In the case where the terminal charging device 12 transmits a control signal or a power signal, by transmission of identification signals before and after a carrier wave of the signal, the power storage device communication portion 102 can easily distinguish the signal from another. As another method for easy distinction of the signal, a modulated wave obtained by superimposing a control signal on a power signal may be used. As another method, the frequency band of a control signal and that of a power signal may be made to be different from each other.

In any case, the power storage device 10 and the terminal charging device 12 operate to transmit and receive signals to and from each other by wireless communication. Types of control signals transmitted from the terminal charging device 12 include an instruction to read identification information stored in the memory portion 110, an instruction to make a response about necessity for charging, and the like.

DATA PROVIDED =
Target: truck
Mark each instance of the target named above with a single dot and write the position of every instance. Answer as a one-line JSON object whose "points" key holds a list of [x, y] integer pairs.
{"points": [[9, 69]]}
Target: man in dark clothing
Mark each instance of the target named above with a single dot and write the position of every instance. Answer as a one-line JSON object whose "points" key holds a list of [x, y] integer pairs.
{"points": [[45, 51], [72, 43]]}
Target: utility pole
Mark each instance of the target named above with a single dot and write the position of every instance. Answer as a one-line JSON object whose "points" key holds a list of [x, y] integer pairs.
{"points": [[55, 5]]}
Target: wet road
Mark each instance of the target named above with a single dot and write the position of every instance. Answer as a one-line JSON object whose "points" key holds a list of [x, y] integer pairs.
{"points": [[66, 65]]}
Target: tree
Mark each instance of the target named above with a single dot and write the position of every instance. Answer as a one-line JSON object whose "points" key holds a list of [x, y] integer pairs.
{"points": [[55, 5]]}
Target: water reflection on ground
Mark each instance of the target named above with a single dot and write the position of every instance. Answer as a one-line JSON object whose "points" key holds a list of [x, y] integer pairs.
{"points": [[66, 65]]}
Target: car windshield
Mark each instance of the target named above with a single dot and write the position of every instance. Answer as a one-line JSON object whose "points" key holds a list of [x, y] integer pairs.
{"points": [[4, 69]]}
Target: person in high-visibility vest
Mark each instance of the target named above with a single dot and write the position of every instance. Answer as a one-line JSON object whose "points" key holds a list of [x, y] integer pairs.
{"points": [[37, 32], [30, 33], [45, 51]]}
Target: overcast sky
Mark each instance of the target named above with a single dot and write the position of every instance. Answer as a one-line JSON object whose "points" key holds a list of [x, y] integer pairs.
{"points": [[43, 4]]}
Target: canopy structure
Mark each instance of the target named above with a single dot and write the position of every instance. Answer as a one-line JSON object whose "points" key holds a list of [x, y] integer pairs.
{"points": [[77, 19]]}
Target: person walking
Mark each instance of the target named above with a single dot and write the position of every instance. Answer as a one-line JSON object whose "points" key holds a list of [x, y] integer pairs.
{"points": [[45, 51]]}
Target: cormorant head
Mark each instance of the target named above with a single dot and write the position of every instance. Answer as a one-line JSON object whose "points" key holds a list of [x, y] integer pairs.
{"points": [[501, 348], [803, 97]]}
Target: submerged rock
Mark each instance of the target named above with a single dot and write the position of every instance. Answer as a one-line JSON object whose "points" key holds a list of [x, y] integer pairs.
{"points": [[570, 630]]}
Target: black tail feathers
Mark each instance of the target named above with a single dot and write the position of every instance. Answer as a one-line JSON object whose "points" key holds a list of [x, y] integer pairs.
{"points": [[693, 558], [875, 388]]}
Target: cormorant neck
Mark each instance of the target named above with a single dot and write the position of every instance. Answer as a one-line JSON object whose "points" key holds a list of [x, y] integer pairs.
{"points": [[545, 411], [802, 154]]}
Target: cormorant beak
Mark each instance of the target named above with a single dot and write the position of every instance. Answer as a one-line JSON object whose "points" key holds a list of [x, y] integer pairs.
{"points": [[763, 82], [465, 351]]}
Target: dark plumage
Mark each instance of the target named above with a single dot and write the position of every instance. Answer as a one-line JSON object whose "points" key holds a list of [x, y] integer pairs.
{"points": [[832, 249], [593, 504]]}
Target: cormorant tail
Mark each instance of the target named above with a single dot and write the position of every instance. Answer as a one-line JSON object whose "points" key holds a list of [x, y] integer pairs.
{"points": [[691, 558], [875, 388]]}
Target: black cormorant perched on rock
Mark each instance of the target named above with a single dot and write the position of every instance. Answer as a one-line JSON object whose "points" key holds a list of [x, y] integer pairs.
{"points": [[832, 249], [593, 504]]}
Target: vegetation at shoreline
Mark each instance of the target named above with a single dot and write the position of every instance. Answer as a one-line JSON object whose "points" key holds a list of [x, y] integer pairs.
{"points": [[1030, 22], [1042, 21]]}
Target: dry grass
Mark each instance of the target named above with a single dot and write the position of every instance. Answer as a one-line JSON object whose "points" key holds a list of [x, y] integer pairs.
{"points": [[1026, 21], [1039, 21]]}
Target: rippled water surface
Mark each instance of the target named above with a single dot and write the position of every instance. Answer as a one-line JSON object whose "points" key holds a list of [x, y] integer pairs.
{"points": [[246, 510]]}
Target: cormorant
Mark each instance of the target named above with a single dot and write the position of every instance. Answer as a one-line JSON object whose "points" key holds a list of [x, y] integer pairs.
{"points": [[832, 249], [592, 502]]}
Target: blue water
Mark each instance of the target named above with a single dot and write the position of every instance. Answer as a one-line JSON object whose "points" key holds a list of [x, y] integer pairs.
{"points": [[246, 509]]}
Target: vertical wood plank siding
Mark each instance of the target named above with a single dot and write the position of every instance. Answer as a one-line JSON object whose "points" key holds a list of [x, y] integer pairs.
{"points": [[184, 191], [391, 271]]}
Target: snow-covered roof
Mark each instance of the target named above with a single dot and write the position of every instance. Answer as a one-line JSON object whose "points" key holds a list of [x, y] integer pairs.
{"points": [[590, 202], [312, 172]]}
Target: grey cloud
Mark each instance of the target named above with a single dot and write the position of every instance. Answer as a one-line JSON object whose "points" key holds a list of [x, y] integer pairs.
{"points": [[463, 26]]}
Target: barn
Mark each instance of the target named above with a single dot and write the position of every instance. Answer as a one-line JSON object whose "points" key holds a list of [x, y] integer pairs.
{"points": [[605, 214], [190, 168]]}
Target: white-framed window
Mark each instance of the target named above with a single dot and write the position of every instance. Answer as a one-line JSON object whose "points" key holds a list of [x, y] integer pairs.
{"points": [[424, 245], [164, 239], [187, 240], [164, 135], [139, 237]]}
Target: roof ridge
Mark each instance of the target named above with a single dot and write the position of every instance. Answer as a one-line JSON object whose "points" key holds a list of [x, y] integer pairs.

GOAL OF THE EXERCISE =
Can you reproduce the wireless charging passage in full, word for word?

SOLUTION TO THIS PROBLEM =
In the case where the terminal charging device 12 transmits a control signal or a power signal, by transmission of identification signals before and after a carrier wave of the signal, the power storage device communication portion 102 can easily distinguish the signal from another. As another method for easy distinction of the signal, a modulated wave obtained by superimposing a control signal on a power signal may be used. As another method, the frequency band of a control signal and that of a power signal may be made to be different from each other.

In any case, the power storage device 10 and the terminal charging device 12 operate to transmit and receive signals to and from each other by wireless communication. Types of control signals transmitted from the terminal charging device 12 include an instruction to read identification information stored in the memory portion 110, an instruction to make a response about necessity for charging, and the like.